### Fragmento del texto
:::

La economía de este año no se presentó como una promesa, sino como una advertencia. No llegó con fuegos artificiales, sino con gráficos nerviosos, discursos prudentes y esa palabra que se repite cuando nadie sabe bien qué decir: incertidumbre.
Desde lejos, la economía mundial parece una maquinaria sofisticada. Desde cerca, es un mercado al amanecer. Gente esperando. Gente contando. Gente haciendo cálculos pequeños para sobrevivir a decisiones enormes tomadas en otros lugares. Este año no fue de grandes colapsos espectaculares, que son fáciles de narrar, sino de desgaste. Y el desgaste es más peligroso porque no asusta a tiempo.
La inflación, ese impuesto sin firma, se convirtió en una presencia cotidiana. No gritó. Se sentó en la mesa. Achicó porciones. Hizo que la gente comparara precios con una atención casi científica. Los gobiernos dijeron que estaba controlada, y tal vez lo estaba en los informes. En la vida diaria, seguía mandando.
Los bancos centrales actuaron como médicos cansados. Subieron tipos, bajaron expectativas, hablaron en un idioma técnico que tranquiliza a los mercados y desespera a los ciudadanos. Cada decisión era presentada como inevitable, que es la forma moderna de decir “no hay alternativa”. La economía de este año estuvo llena de inevitabilidades cuidadosamente explicadas.
Las grandes potencias jugaron su partida habitual. Estados Unidos defendiendo su hegemonía con deuda y tecnología. China avanzando sin prisa, aceptando crecer menos para controlar más. Europa intentando mantener un equilibrio moral mientras calcula cada céntimo. Nadie quiso parecer débil, aunque todos lo estaban un poco.
En los márgenes del sistema, el año fue más claro. Países endeudados negociando su oxígeno. Clases medias descubriendo que ya no lo son tanto. Jóvenes aceptando que el futuro será más estrecho de lo que les prometieron. Aquí la economía no fue una abstracción: fue ansiedad, aplazamiento, renuncia.

:::

### Material de estudio
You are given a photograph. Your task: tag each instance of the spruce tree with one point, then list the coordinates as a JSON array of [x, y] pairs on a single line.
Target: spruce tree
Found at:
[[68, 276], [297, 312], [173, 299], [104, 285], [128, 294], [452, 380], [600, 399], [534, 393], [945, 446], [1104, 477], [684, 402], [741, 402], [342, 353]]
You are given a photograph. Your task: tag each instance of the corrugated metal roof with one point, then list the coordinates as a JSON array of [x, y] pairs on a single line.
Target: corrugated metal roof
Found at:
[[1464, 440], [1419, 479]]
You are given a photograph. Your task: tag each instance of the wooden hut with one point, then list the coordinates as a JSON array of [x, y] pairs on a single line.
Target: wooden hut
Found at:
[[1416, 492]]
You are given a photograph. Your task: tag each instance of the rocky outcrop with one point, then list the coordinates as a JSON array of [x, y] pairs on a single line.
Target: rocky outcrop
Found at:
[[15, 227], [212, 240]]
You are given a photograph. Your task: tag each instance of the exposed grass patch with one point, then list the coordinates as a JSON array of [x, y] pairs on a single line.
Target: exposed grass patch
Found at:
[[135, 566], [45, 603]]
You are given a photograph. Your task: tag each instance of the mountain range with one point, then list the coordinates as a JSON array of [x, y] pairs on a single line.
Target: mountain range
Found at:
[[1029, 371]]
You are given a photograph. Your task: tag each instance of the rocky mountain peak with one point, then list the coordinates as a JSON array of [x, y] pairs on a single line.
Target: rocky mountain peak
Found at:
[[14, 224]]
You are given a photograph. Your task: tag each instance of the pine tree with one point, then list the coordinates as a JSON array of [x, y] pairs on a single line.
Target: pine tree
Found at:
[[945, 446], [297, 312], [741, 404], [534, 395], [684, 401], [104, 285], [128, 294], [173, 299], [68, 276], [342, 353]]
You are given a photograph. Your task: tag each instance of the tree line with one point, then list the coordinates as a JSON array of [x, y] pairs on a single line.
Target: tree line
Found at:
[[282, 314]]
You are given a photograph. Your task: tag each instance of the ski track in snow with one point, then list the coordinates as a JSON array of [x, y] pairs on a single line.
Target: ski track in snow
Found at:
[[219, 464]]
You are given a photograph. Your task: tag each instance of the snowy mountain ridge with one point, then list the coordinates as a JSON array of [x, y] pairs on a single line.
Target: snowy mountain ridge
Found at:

:::

### Ejercicio 1
Copia del texto sobre la economía de este año el pasaje que va desde “Desde lejos, la” hasta “asusta a tiempo.”.
### Ejercicio 2
Escribe una continuación del texto sobre la economía de este año que empiece justo después de su última oración.

### Respuesta esperada 1
Desde lejos, la economía mundial parece una maquinaria sofisticada. Desde cerca, es un mercado al amanecer. Gente esperando. Gente contando. Gente haciendo cálculos pequeños para sobrevivir a decisiones enormes tomadas en otros lugares. Este año no fue de grandes colapsos espectaculares, que son fáciles de narrar, sino de desgaste. Y el desgaste es más peligroso porque no asusta a tiempo.

### Respuesta esperada 2
La transición energética, anunciada como salvación, avanzó con paso irregular. Mucha retórica verde, inversiones selectivas, conflictos nuevos por recursos antiguos rebautizados. El mundo quiere cambiar de modelo sin cambiar de hábitos, y la economía se encarga de recordar que esa contradicción se paga.
Y sin embargo, el sistema no colapsó. Esa es la noticia que los economistas celebran y que a muchos ciudadanos les resulta incomprensible. Porque resistir no es prosperar. Aguantar no es avanzar. La economía de este año funcionó, sí, pero como funcionan las cosas que ya están cansadas.
Al final, el balance no se mide solo en crecimiento o en déficit. Se mide en confianza. Y este año dejó una sensación extendida de que el contrato es frágil, de que el esfuerzo no siempre garantiza recompensa, de que las reglas pueden cambiar sin previo aviso.
La economía, como la historia, no se detiene. Pero este año avanzó mirando al suelo, cuidando de no tropezar, consciente de que cualquier paso en falso podría romper algo que ya está lleno de grietas. Esa no es una buena noticia. Tampoco es una tragedia. Es, simplemente, el estado real del mundo.